(Items from a data source)
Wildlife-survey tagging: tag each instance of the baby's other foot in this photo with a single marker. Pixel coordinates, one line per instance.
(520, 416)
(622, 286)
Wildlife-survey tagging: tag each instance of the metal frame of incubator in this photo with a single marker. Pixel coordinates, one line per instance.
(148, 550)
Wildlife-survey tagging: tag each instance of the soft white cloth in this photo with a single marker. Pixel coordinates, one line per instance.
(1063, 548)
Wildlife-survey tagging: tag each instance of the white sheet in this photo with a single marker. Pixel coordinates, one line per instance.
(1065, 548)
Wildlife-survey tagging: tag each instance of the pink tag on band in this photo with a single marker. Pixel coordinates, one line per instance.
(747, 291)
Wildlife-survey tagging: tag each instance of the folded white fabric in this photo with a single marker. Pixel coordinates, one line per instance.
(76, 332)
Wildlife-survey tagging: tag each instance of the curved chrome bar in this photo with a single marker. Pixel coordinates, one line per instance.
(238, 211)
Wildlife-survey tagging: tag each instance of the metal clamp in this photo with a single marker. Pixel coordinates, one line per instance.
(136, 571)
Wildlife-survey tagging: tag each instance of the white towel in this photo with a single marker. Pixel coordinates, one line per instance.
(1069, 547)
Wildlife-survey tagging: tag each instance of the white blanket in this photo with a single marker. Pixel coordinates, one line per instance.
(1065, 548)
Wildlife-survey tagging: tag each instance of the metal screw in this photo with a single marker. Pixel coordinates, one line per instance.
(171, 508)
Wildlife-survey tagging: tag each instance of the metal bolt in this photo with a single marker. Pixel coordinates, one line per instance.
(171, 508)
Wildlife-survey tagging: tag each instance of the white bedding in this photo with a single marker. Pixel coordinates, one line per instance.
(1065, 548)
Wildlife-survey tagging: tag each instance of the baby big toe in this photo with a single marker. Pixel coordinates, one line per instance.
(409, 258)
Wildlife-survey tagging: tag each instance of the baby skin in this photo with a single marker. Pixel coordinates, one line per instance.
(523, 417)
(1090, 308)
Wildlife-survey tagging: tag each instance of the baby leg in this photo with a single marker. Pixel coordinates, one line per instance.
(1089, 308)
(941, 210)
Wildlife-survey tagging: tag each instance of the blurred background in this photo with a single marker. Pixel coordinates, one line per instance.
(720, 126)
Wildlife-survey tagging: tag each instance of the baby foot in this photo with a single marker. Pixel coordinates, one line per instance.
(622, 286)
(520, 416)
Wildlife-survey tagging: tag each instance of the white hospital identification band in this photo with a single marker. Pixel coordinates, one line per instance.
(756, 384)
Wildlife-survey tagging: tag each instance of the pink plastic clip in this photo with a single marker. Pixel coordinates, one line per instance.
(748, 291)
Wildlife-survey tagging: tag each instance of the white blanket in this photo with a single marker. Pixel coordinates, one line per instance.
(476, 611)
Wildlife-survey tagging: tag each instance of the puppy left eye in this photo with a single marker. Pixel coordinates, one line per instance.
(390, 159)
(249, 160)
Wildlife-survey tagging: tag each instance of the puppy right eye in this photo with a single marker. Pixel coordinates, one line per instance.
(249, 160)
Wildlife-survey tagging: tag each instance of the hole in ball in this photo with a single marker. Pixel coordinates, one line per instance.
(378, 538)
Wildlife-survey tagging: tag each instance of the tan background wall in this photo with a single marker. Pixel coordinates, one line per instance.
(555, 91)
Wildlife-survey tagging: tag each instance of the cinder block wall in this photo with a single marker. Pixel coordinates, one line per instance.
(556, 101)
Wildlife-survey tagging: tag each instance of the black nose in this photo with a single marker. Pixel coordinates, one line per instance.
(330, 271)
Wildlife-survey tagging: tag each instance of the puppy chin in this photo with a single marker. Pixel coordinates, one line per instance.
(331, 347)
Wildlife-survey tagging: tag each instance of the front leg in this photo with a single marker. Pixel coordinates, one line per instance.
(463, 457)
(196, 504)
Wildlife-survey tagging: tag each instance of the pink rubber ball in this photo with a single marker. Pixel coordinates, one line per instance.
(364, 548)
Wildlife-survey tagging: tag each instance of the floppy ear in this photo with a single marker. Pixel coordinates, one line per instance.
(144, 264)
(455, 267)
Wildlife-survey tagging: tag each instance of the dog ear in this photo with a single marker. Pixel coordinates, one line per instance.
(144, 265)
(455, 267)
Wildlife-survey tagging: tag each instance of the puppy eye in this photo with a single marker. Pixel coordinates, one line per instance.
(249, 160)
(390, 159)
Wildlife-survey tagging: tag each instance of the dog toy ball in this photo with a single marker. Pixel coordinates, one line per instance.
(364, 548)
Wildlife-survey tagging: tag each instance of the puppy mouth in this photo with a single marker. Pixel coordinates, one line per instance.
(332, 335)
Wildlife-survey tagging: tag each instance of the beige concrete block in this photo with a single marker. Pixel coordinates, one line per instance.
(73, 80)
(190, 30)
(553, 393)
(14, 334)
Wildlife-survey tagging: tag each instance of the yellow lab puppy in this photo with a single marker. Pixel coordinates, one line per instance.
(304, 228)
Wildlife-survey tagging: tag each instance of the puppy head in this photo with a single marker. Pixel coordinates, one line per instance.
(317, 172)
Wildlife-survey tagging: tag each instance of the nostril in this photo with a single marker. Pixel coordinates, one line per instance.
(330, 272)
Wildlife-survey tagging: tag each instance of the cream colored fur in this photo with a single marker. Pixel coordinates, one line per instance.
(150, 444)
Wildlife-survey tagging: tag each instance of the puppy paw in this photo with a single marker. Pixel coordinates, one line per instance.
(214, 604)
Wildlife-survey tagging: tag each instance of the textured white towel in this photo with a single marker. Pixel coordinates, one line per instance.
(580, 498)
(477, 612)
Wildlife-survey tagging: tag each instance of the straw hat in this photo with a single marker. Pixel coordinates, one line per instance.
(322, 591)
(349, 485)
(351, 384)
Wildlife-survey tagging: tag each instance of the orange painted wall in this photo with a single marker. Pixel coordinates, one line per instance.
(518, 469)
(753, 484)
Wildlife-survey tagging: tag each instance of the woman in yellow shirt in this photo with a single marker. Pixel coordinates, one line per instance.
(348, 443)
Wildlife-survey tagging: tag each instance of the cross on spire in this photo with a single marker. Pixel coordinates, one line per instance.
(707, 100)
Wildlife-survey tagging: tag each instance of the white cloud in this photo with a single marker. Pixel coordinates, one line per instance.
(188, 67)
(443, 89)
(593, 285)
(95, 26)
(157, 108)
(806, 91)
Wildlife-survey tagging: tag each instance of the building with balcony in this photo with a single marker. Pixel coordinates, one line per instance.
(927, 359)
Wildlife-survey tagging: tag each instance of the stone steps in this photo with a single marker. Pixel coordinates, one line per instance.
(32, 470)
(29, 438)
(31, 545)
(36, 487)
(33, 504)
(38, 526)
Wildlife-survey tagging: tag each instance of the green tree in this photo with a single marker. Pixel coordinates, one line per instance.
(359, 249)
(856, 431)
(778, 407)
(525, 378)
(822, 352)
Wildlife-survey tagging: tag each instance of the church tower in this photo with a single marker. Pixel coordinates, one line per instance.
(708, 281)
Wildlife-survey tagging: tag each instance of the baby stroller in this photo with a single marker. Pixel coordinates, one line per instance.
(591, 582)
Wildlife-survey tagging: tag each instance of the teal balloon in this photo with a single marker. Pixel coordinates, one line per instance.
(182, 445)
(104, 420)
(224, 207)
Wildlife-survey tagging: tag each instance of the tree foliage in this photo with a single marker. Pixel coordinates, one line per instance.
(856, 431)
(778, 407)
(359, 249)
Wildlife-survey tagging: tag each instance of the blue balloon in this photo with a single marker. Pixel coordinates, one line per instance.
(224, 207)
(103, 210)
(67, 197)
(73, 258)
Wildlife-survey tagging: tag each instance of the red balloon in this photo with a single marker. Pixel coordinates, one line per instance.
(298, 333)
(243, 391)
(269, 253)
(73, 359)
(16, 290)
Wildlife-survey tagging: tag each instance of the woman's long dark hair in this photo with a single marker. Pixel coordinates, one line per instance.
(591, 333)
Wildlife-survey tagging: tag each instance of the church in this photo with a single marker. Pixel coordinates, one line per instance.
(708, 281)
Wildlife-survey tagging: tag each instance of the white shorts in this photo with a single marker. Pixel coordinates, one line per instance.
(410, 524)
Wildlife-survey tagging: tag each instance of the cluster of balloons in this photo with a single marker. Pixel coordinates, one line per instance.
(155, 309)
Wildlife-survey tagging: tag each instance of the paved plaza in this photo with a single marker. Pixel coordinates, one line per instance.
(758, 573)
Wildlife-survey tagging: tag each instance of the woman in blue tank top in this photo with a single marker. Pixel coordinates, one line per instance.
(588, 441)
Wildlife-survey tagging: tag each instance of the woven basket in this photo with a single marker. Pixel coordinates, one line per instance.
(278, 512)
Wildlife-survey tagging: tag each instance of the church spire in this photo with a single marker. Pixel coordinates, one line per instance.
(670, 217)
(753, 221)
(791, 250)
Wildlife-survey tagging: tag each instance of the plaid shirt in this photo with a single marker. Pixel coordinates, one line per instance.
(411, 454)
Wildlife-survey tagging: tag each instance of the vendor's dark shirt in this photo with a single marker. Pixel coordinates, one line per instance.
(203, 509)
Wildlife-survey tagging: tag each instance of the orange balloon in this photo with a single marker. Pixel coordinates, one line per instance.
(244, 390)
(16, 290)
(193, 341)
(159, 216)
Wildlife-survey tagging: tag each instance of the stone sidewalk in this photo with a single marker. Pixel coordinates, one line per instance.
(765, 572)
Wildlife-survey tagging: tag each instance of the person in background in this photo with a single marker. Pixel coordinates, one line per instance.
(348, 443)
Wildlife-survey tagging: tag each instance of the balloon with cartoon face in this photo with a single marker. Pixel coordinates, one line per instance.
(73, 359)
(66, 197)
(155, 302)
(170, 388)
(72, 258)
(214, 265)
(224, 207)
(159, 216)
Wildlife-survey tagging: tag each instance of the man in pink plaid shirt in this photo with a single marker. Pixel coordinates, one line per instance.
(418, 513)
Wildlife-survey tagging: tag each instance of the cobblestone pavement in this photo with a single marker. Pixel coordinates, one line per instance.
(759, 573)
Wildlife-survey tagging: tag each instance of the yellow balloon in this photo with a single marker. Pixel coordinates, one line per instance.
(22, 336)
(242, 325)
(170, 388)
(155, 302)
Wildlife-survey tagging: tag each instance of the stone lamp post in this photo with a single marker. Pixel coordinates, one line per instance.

DIRECTIONS :: Exactly as they appear, print the lines from the one holding "Wildlife-survey tagging: tag each instance of the stone sidewalk" through the final line of the entries, and no others.

OUTPUT BELOW ::
Wildlife-survey tagging: tag each instance of the stone sidewalk in this photo with a single marker. Pixel coordinates, one line per instance.
(765, 572)
Wildlife-survey tagging: tag each instance of the person in background in this photo with a single marker. Pixel coordinates, one line per instance.
(348, 443)
Wildlife-survey tagging: tag each instance of the balloon with cartoon face in this photo with a single marker. Pixel coordinates, one line per instance.
(73, 359)
(66, 197)
(155, 302)
(170, 388)
(72, 258)
(214, 265)
(224, 207)
(159, 216)
Wildlife-survey tagging: tag each instance of the man in pink plaid shirt in this photo with a single marker. Pixel coordinates, one line per instance.
(418, 513)
Wildlife-survey tagging: tag each instance of the cobblestone pavement in this photo with a single marker. Pixel coordinates, one line per instance.
(759, 573)
Wildlife-survey tagging: tag each instance of the yellow balloon in this photo with a single marker. Pixel coordinates, one line per instance.
(22, 336)
(242, 325)
(170, 388)
(155, 302)
Wildlife-survey tagging: tag each instance of the stone lamp post in this photo with a single marker. Pixel coordinates, one line per instance.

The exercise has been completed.